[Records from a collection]
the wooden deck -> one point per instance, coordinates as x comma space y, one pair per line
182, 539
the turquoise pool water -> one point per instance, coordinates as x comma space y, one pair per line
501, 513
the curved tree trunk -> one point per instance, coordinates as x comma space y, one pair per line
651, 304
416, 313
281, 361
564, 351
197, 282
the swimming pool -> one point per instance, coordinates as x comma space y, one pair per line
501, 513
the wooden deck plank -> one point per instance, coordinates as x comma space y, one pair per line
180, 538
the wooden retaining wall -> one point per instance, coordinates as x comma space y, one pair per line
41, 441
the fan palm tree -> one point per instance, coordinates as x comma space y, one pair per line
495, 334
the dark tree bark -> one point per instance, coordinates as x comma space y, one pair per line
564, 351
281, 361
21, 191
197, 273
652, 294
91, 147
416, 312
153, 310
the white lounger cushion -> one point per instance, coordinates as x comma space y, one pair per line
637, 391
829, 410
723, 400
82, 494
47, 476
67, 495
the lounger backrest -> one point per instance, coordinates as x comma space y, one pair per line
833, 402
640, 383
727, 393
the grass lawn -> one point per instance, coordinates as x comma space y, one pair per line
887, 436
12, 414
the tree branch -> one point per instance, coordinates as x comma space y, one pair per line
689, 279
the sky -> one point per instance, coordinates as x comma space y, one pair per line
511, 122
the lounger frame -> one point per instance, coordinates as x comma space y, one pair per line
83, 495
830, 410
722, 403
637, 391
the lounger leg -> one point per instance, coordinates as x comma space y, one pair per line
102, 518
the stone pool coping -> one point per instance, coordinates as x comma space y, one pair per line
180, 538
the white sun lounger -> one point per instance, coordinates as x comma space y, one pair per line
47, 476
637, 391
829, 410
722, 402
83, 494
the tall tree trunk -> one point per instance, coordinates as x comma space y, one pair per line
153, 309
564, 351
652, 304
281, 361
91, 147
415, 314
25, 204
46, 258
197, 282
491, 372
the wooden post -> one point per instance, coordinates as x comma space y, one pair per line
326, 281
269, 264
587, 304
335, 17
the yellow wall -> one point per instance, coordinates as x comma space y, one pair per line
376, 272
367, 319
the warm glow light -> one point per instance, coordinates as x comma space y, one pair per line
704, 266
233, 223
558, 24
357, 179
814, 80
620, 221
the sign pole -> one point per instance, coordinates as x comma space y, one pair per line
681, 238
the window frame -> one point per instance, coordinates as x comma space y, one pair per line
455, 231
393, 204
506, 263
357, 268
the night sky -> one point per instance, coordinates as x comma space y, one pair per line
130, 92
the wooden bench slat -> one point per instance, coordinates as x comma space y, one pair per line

TASK - Whatever the number of entries above, each one is to be copied exactly.

EXPECTED OUTPUT -
the wooden deck -> one point per instance, coordinates as x comma space y, one pair per line
182, 539
the turquoise pool water -> one point per instance, coordinates as x comma space y, one pair per line
501, 513
the curved tree trunk -> one point per instance, coordinates as x comma space y, one pair per line
651, 304
416, 313
281, 361
564, 351
197, 282
the swimming pool -> one point per instance, coordinates as x comma space y, one pair per line
501, 513
the wooden deck plank -> one point per instance, coordinates as x comma space y, one pair per line
180, 538
the wooden retaining wall -> one point per instance, coordinates as x comma space y, one pair per line
41, 441
the fan palm tree -> one point per instance, coordinates as x comma space y, one pair per line
495, 334
the dark tree bark -> one point per instance, coordinates as x comma space y, one pair per line
564, 351
281, 361
21, 191
197, 273
652, 294
91, 147
416, 312
153, 310
the white lounger cushion -> one point per instance, coordinates as x comma space y, one pair per line
637, 391
829, 410
723, 400
82, 494
47, 476
67, 495
the lounger backrest -> one point per instance, coordinates as x comma space y, one pair per line
833, 402
640, 383
727, 393
the grass lawn -> one point per instance, coordinates as x comma space y, one pair per line
887, 436
12, 414
the tree branch -> one point per instance, coordinates as x comma space y, one pair per line
689, 279
the sky -> one point per instance, coordinates as x comma space y, one pair per line
511, 122
the lounger frame -> one point per instance, coordinates as x comma space y, one pair per line
83, 495
830, 410
722, 403
637, 391
the lounger leg -> one point per instance, coordinates as x comma space y, one pair per line
102, 518
the stone pool coping -> one point per instance, coordinates as x comma space y, one pair per line
180, 538
the white sun lounger -> one point per instance, coordinates as x comma space y, one pair per line
47, 476
637, 391
829, 410
722, 402
83, 494
the tall tree trunk -> one point per instance, coordinates as x comma space y, one pair per line
153, 309
564, 351
652, 304
281, 361
91, 147
415, 314
25, 204
46, 258
197, 282
491, 372
the wooden post -> one point per instance, coordinates as x comma space y, one pair per line
326, 281
269, 264
587, 304
335, 17
the yellow wall -> one point per instance, coordinates as x comma space y, one pair per line
376, 272
367, 319
the warm glow light -> one point per instance, coordinates as x comma space y, one pair per line
704, 266
233, 223
558, 24
357, 179
814, 80
620, 221
the sign pole -> one point per instance, coordinates as x comma space y, one pair per line
681, 238
the window frame -> one point per instance, coordinates as x comma space y, one pair per line
455, 231
393, 204
506, 263
357, 268
the night sky -> one point per instance, coordinates as x comma space y, one pair per line
130, 92
the wooden bench slat -> one point per instance, coordinates as x comma space y, one pair per line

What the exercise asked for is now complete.